Assignment:
Could you write out the listing below exactly as it stands, leaving out the pictures?

Exercise inputs:

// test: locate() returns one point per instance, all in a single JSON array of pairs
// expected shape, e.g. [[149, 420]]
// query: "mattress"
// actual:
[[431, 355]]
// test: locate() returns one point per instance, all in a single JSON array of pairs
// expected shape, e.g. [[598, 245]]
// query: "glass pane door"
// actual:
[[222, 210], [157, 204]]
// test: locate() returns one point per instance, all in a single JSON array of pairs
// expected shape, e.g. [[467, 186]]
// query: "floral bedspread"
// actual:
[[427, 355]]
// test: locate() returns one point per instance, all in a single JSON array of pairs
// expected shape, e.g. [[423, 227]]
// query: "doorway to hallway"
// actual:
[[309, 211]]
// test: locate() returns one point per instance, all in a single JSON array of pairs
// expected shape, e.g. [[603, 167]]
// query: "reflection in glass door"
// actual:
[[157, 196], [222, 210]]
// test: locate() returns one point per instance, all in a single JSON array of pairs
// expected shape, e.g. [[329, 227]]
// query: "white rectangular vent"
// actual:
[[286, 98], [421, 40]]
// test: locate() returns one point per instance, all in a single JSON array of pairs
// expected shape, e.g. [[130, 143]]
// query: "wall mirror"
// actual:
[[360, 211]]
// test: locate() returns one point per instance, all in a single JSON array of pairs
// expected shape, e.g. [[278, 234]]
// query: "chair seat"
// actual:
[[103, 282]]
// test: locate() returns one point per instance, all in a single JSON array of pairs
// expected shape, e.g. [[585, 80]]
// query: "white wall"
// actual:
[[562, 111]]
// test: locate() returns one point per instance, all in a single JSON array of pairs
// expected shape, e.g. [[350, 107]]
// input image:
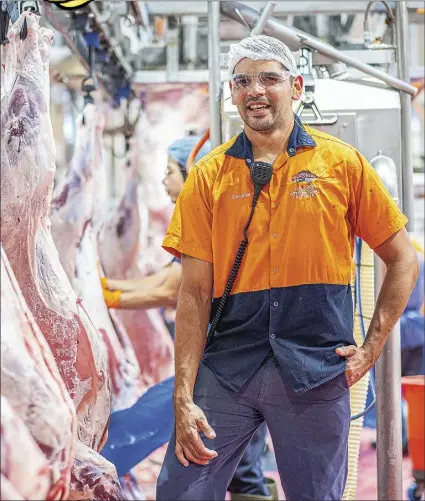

Task response:
// test: locate() returns one point per instance, all in a single JSON array of pairs
// expected shape, e.g. [[149, 420]]
// query: "mattress"
// actual:
[[431, 355]]
// test: locate() returns one point per instance, all in a single JSON array of pairs
// expected shape, e.g. [[598, 245]]
// query: "glass pane door"
// actual:
[[222, 210], [157, 204]]
// test: locate() returns one point per instance, all in a single JSON array of pairs
// expected shape, e.g. [[467, 186]]
// query: "floral bedspread"
// actual:
[[427, 355]]
// test: locate() returns one point per instance, all in a single JSON array of pairs
// expected shape, e.g. [[423, 227]]
// query: "doorway to hallway"
// actual:
[[309, 211]]
// test: locate() returns one point per instance, all in a single JSON array of pairs
// expected shape, e.g. [[603, 167]]
// query: "reflection in glass door"
// actual:
[[157, 196], [222, 210]]
// test: locate() returns one point per instance, all in a single JSON array of pairs
// expected shape, e.g. [[329, 227]]
// query: "white rectangular vent"
// actual:
[[286, 98], [421, 40]]
// test: locate() returns one point per instance, all in a single JSON array of pairs
// expected shape, e.g. [[130, 143]]
// query: "wall mirror"
// actual:
[[360, 211]]
// test: locate() returns one point per instance, all in a single JSON array of pairs
// expected shape, e.g. [[278, 234]]
// query: "chair seat"
// actual:
[[103, 282]]
// test: locate() returns one point per instance, all in a single JSON array of pairs
// expected shape, e.g. [[585, 80]]
// query: "white wall"
// actual:
[[562, 111]]
// test: locate() returns one point per instance, all in a single JSON array of pairs
// expected shape, e.g. [[350, 107]]
// input image:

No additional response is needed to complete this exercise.